**Exercise aim**
Rewrite the data from the line containing "point: arched window" through the end of the data, inclusive, keeping each request line. Shift every x and y coordinate in the answers by -47.

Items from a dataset
━━━━━━━━━━━━━━━━━━━━
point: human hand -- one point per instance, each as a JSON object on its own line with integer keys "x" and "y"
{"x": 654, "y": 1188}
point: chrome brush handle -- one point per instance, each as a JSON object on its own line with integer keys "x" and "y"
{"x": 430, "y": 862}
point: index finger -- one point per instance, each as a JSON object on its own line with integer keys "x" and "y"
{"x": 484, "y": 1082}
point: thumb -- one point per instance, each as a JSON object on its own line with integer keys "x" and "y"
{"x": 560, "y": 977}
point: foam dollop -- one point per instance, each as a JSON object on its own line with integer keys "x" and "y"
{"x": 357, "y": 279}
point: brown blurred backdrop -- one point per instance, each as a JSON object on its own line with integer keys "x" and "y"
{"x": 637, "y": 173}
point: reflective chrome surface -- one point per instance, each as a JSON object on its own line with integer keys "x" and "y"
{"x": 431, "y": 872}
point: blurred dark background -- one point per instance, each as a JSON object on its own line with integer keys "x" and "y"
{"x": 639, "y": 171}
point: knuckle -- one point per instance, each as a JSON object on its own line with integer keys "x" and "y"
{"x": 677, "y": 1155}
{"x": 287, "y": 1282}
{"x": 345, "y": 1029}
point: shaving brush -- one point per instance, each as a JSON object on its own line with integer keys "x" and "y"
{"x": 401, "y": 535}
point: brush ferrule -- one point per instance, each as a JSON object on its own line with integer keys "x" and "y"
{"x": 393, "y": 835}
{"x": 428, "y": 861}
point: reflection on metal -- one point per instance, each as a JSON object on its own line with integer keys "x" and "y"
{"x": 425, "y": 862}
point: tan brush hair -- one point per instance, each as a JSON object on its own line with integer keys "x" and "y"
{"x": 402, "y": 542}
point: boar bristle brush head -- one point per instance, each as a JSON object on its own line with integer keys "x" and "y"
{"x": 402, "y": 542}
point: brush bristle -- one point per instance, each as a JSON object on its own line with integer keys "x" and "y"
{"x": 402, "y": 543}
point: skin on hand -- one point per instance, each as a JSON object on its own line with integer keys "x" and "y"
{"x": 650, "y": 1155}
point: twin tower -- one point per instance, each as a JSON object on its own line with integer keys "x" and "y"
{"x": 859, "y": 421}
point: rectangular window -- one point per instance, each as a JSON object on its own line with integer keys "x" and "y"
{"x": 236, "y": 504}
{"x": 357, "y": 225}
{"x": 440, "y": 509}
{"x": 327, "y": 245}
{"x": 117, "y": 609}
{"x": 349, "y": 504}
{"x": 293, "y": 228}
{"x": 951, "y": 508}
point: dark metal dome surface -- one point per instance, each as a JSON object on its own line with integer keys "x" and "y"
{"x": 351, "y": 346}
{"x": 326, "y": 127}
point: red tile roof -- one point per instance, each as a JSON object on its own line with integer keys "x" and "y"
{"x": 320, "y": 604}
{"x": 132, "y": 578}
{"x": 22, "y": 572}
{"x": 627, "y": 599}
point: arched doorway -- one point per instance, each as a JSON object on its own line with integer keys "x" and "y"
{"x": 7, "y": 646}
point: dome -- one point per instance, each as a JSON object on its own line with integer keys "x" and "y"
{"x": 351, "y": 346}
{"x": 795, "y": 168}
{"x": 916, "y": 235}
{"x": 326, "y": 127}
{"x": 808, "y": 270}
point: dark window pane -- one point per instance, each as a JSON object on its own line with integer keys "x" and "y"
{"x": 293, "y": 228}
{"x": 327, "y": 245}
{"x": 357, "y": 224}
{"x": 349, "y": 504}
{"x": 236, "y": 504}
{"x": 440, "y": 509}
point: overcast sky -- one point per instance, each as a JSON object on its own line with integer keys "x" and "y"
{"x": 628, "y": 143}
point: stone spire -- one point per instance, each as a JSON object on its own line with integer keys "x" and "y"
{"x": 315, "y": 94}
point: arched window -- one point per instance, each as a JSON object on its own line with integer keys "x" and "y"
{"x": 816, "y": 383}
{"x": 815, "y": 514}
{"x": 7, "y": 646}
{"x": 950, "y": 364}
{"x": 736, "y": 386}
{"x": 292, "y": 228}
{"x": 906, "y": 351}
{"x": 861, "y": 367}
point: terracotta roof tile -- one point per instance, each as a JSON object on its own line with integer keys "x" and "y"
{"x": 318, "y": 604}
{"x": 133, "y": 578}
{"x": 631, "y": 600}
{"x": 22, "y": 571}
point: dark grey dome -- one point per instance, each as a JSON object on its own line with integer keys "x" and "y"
━━━━━━━━━━━━━━━━━━━━
**Output**
point: arched window -- one point per instance, each as a JSON object on its own line with integer keys "x" and "y"
{"x": 769, "y": 336}
{"x": 768, "y": 467}
{"x": -40, "y": 599}
{"x": 903, "y": 317}
{"x": 689, "y": 339}
{"x": 245, "y": 181}
{"x": 859, "y": 304}
{"x": 814, "y": 320}
point: terracotta roof tile -- one point per instance, each as a JSON object on its own line with integer keys "x" and "y"
{"x": 271, "y": 557}
{"x": 86, "y": 531}
{"x": 584, "y": 553}
{"x": -25, "y": 524}
point: dark grey dome -- one point per instance, each as a JSON object on its own line with integer keys "x" and "y"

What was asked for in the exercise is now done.